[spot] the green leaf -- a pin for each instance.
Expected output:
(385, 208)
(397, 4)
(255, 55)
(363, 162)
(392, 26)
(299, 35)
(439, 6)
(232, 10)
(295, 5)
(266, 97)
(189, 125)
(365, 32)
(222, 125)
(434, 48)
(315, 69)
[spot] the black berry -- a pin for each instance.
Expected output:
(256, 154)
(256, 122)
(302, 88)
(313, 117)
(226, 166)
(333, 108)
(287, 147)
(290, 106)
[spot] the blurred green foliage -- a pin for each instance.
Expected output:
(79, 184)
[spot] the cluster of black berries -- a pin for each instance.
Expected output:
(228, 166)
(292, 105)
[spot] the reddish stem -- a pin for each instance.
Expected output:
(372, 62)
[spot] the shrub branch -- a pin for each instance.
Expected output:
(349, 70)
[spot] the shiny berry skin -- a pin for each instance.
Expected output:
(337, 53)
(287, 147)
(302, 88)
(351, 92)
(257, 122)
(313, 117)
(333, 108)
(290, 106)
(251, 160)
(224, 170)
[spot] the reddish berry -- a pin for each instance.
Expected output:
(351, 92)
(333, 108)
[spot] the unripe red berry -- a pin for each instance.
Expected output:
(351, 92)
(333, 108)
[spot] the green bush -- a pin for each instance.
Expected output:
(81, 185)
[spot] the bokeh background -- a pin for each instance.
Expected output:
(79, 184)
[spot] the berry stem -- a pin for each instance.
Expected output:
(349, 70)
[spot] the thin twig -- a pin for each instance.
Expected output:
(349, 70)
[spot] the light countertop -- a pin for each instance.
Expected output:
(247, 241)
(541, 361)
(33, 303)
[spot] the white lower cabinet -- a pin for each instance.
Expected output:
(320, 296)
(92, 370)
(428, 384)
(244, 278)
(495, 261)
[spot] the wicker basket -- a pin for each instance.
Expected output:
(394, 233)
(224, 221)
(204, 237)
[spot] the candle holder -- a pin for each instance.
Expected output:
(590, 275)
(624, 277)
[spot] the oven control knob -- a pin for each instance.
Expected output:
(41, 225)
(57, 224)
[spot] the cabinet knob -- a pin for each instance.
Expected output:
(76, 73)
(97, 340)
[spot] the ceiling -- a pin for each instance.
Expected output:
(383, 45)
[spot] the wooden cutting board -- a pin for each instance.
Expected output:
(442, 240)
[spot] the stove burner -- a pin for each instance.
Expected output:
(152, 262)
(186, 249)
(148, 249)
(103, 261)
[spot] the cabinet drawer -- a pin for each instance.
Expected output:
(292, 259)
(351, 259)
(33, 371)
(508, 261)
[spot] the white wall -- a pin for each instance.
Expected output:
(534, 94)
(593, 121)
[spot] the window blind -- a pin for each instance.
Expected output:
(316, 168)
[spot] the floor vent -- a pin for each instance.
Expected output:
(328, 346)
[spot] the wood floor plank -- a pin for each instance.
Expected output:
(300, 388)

WRITTEN REQUEST:
Reproduce the entire listing above verbatim, keeping every line in its original order from first to last.

RESPONSE TO THE TASK:
[spot] the green leaf -- a pin for each instance.
Expected output:
(385, 208)
(397, 4)
(255, 55)
(363, 162)
(392, 26)
(299, 35)
(439, 6)
(232, 10)
(295, 5)
(266, 97)
(189, 125)
(365, 32)
(222, 125)
(434, 48)
(315, 69)
[spot] the black berry -- a pin for each instance.
Expected output:
(256, 154)
(256, 122)
(302, 88)
(313, 117)
(226, 166)
(333, 108)
(287, 147)
(290, 106)
[spot] the blurred green foliage -- a pin for each instance.
Expected output:
(79, 184)
[spot] the cluster of black berries -- a pin for each instance.
Expected output:
(228, 166)
(292, 105)
[spot] the reddish stem -- a pin for each instance.
Expected output:
(372, 62)
[spot] the shrub branch -- a pin for each instance.
Expected output:
(349, 70)
[spot] the shiny berry skin -- a pin for each instance.
Expected output:
(337, 53)
(287, 147)
(302, 88)
(351, 92)
(257, 122)
(313, 117)
(333, 108)
(290, 106)
(251, 160)
(224, 170)
[spot] the reddish berry -- a pin for each instance.
Expected output:
(351, 92)
(333, 108)
[spot] the unripe red berry -- a pin for each instance.
Expected output:
(351, 92)
(333, 108)
[spot] the green bush -- a pin for each instance.
Expected output:
(81, 185)
[spot] the bokeh background -- a pin for each instance.
Expected output:
(79, 184)
[spot] the berry stem -- a pin for each instance.
Expected output:
(349, 70)
[spot] the thin twig -- a pin for each instance.
Expected output:
(349, 70)
[spot] the light countertop -- a pin for each instance.
Expected output:
(247, 241)
(541, 361)
(33, 303)
[spot] the white lower cabinet -- a pin for each instance.
Expected output:
(320, 296)
(92, 370)
(428, 384)
(244, 278)
(495, 261)
[spot] the wicker basket -- a pin for each instance.
Expected output:
(394, 233)
(224, 221)
(204, 237)
[spot] the candle holder -- a pin for each instance.
Expected output:
(590, 275)
(624, 277)
[spot] the oven control knob -- a pin for each instance.
Expected output:
(41, 225)
(57, 224)
[spot] the cabinet knob -- a pin for each instance.
Expected output:
(76, 73)
(97, 340)
[spot] the ceiling -- a pin for each instance.
Expected output:
(383, 45)
[spot] the wooden cutting board -- a pin for each instance.
Expected output:
(442, 240)
[spot] the stove burner -- a pin for each instance.
Expected output:
(152, 262)
(186, 249)
(148, 249)
(103, 261)
[spot] the cabinet drawer -- a pin for each instance.
Expected output:
(292, 259)
(351, 259)
(33, 371)
(508, 261)
[spot] the white wall -- a pin for each instance.
Expected output:
(534, 94)
(593, 121)
[spot] the window blind -- a pin for each instance.
Expected output:
(316, 168)
[spot] the floor vent -- a pin for each instance.
Expected output:
(328, 346)
[spot] the wood floor plank -- a pin for each instance.
Expected output:
(300, 388)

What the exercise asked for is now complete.